You need [`pandoc`](https://pandoc.org/) version 2.1.3 or above (but version 2.2.1 or above is recommended).
If you use the [`RStudio` preview release](https://www.rstudio.com/products/rstudio/download/preview/), you do not need to upgrade `pandoc`. Otherwise, [see the installation instruction for `pandoc`](https://pandoc.org/installing.html).

#### HTML to PDF converter

You need to install a `HTML` to `PDF` converter that supports _CSS for Paged Media_.

For now, `weasydoc` supports `WeasyPrint` and `Prince`:

- [`WeasyPrint`](https://weasyprint.org/) is an open source software. [See the installation instruction for `WeasyPrint`](https://weasyprint.readthedocs.io/en/latest/install.html) (be careful, WeasyPrint installation is cumbersome on Windows).
- [`Prince`](https://www.princexml.com/) is a commercial software. However, you can use Prince for non-commercial purposes: a notice is included in the PDF and you have to mention the www.princexml.com web address when distributing the PDF files ([see the end user licence agreement](https://www.princexml.com/license/)). [See the installation instruction for `Prince`](https://www.princexml.com/doc-install/).

• [GIVEN REQUEST 1]
Please express the rows below as a JSON list of strings, one string per line and no blank lines, starting at the line that contains "Annotation task — pin every instance of the fern" and ending with the last row.

• [THE DATA]
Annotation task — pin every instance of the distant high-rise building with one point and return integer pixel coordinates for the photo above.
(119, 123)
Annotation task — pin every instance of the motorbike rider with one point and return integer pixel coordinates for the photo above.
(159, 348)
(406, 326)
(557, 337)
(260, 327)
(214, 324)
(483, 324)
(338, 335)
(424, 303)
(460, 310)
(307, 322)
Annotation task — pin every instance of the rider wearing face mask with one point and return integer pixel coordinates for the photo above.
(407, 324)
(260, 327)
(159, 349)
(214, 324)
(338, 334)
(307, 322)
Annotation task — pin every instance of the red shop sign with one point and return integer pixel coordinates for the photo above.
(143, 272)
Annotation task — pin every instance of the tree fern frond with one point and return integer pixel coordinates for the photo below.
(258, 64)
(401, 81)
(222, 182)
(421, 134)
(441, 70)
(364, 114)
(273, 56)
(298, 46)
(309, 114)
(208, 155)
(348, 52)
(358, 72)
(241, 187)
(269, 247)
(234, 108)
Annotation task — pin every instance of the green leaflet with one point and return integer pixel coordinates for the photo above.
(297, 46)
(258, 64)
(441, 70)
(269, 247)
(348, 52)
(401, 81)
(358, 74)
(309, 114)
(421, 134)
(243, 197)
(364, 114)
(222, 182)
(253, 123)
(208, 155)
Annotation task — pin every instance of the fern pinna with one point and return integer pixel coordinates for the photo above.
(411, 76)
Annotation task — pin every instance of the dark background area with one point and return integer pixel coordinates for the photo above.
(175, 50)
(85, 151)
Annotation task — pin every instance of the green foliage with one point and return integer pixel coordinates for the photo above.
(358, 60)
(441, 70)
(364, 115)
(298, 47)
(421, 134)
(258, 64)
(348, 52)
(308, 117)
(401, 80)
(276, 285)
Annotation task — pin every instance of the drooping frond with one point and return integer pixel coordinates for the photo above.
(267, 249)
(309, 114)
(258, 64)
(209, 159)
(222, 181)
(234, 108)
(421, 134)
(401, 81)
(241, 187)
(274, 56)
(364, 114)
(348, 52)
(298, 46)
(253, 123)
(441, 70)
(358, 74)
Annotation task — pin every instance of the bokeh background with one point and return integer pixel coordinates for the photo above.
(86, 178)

• [GIVEN REQUEST 2]
Write out the setup notes from the words "If you use the" through the words "cumbersome on Windows).", changing "converter" to "renderer".

• [OUTPUT 1]
[
  "Annotation task — pin every instance of the fern pinna with one point and return integer pixel coordinates for the photo above.",
  "(411, 76)",
  "Annotation task — pin every instance of the dark background area with one point and return integer pixel coordinates for the photo above.",
  "(175, 50)",
  "(85, 151)",
  "Annotation task — pin every instance of the green foliage with one point and return integer pixel coordinates for the photo above.",
  "(358, 60)",
  "(441, 70)",
  "(364, 115)",
  "(298, 47)",
  "(421, 134)",
  "(258, 64)",
  "(348, 52)",
  "(308, 117)",
  "(401, 80)",
  "(276, 285)",
  "Annotation task — pin every instance of the drooping frond with one point and return integer pixel coordinates for the photo above.",
  "(267, 249)",
  "(309, 114)",
  "(258, 64)",
  "(209, 159)",
  "(222, 181)",
  "(234, 108)",
  "(421, 134)",
  "(401, 81)",
  "(241, 187)",
  "(274, 56)",
  "(364, 114)",
  "(348, 52)",
  "(298, 46)",
  "(253, 123)",
  "(441, 70)",
  "(358, 74)",
  "Annotation task — pin every instance of the bokeh background with one point and return integer pixel coordinates for the photo above.",
  "(86, 178)"
]

• [OUTPUT 2]
If you use the [`RStudio` preview release](https://www.rstudio.com/products/rstudio/download/preview/), you do not need to upgrade `pandoc`. Otherwise, [see the installation instruction for `pandoc`](https://pandoc.org/installing.html).

#### HTML to PDF renderer

You need to install a `HTML` to `PDF` renderer that supports _CSS for Paged Media_.

For now, `weasydoc` supports `WeasyPrint` and `Prince`:

- [`WeasyPrint`](https://weasyprint.org/) is an open source software. [See the installation instruction for `WeasyPrint`](https://weasyprint.readthedocs.io/en/latest/install.html) (be careful, WeasyPrint installation is cumbersome on Windows).